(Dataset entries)

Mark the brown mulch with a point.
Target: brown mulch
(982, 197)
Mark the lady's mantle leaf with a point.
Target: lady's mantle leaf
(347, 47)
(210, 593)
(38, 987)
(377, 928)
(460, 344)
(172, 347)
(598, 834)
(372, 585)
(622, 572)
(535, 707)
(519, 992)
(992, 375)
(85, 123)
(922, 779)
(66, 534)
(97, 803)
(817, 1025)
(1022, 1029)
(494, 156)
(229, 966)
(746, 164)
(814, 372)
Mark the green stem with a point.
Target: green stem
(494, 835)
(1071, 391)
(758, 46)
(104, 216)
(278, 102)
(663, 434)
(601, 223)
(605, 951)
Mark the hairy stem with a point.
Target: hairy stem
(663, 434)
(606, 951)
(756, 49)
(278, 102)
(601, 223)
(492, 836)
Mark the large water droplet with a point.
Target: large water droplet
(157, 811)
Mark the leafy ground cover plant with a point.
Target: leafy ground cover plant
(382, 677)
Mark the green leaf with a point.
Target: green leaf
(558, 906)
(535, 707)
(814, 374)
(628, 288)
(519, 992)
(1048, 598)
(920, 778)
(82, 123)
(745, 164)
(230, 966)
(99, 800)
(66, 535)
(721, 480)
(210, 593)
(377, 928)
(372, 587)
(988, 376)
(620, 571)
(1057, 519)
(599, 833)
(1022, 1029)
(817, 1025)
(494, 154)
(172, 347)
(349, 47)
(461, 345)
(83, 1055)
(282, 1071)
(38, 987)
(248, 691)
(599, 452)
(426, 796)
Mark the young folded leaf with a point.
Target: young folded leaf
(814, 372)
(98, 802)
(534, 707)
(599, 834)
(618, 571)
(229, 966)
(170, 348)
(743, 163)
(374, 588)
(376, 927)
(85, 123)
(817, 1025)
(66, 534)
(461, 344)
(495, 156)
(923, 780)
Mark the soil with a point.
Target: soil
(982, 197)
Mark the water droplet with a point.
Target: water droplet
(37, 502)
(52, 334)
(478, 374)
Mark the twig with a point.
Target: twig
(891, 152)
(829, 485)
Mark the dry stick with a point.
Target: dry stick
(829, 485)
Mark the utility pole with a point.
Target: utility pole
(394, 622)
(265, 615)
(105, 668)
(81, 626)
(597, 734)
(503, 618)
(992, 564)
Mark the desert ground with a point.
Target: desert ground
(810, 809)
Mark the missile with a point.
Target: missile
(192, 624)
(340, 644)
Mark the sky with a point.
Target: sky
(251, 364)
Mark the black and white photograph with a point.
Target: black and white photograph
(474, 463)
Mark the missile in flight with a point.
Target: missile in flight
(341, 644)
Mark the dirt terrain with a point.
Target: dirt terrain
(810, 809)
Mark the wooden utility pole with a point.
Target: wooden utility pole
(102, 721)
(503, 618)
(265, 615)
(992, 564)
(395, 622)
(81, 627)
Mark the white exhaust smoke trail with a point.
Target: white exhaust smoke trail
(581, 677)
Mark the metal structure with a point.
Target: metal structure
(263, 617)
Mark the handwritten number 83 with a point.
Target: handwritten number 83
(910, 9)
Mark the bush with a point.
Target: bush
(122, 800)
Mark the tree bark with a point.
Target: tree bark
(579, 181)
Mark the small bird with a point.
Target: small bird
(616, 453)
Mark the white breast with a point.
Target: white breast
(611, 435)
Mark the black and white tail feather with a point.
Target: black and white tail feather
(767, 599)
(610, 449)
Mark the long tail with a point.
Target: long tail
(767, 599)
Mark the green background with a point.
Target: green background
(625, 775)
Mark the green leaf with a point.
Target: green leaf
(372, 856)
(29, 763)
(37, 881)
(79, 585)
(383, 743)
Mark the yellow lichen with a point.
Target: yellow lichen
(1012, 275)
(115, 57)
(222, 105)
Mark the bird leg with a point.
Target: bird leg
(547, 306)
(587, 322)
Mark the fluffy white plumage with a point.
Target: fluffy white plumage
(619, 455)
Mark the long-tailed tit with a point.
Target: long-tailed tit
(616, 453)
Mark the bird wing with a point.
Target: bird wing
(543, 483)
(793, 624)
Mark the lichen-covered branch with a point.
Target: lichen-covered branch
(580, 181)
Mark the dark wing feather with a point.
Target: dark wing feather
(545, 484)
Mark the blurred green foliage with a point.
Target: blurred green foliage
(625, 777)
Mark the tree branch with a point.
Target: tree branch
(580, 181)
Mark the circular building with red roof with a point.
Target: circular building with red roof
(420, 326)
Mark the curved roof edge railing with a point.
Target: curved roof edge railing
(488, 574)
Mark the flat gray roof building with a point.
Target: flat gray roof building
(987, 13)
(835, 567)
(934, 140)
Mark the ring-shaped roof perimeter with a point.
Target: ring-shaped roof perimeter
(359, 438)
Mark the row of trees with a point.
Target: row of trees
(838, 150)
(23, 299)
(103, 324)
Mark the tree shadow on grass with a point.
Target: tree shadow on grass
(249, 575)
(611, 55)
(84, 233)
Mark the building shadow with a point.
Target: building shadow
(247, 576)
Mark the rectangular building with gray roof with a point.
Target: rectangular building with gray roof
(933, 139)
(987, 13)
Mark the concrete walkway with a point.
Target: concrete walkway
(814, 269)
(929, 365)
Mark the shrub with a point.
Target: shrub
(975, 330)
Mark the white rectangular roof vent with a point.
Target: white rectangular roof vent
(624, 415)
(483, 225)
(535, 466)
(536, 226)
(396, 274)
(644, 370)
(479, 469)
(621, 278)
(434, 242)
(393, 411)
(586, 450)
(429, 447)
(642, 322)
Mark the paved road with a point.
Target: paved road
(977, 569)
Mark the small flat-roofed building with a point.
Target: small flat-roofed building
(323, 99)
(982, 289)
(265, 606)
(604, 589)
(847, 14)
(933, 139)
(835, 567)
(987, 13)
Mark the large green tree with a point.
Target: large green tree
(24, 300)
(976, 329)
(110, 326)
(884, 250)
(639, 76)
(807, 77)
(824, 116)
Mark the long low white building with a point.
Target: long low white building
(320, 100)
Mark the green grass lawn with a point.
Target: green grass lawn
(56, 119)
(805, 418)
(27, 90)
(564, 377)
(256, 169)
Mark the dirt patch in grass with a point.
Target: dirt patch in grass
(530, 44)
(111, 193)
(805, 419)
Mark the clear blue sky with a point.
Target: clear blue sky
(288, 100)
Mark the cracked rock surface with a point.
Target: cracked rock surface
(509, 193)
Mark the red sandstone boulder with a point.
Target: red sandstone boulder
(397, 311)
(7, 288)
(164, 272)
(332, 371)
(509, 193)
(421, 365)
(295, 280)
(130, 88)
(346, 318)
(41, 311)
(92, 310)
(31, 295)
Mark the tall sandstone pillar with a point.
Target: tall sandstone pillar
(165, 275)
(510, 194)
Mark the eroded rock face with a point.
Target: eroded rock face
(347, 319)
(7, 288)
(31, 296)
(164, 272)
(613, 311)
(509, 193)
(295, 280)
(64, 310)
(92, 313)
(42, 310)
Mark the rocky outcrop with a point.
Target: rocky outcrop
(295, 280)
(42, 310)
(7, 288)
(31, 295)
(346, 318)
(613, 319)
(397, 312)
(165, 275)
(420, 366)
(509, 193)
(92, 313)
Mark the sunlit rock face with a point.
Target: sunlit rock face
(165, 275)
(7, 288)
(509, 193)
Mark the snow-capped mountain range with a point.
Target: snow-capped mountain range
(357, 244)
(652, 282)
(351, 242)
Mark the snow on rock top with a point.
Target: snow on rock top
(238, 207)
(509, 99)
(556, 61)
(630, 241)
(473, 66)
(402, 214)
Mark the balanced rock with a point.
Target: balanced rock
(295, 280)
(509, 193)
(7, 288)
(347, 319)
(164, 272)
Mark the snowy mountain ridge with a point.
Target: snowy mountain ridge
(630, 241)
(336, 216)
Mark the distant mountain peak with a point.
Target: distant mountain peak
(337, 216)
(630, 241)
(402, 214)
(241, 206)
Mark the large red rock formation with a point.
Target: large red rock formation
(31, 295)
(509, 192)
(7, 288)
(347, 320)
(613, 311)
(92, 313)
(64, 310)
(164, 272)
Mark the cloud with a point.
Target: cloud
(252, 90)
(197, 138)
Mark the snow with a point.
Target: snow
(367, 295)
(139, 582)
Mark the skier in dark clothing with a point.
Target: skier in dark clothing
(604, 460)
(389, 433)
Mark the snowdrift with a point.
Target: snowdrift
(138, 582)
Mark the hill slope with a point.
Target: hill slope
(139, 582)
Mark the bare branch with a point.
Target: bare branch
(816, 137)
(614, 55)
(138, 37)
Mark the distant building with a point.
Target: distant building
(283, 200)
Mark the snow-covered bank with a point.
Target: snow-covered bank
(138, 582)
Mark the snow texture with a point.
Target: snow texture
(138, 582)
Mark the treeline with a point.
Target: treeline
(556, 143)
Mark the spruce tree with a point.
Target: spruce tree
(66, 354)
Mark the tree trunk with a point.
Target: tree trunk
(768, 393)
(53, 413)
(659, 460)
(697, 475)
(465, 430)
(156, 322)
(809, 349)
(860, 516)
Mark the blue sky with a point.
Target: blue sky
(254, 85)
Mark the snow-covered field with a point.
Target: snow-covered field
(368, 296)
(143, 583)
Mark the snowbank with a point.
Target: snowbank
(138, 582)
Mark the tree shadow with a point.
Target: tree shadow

* _Exercise directions_
Word for word, restate the lines of the data above that fall between the line holding "Mark the missile with a point." and the line holding "Mark the wooden utility pole with a point.", inclusive, and no other lines.

* _Answer box_
Mark the missile with a point.
Target: missile
(192, 624)
(340, 644)
Mark the sky with a point.
Target: sky
(251, 364)
Mark the black and white photograph with a point.
Target: black and white photograph
(474, 463)
Mark the missile in flight with a point.
Target: missile in flight
(341, 644)
Mark the dirt terrain with a point.
Target: dirt terrain
(810, 809)
Mark the wooden utility pole with a point.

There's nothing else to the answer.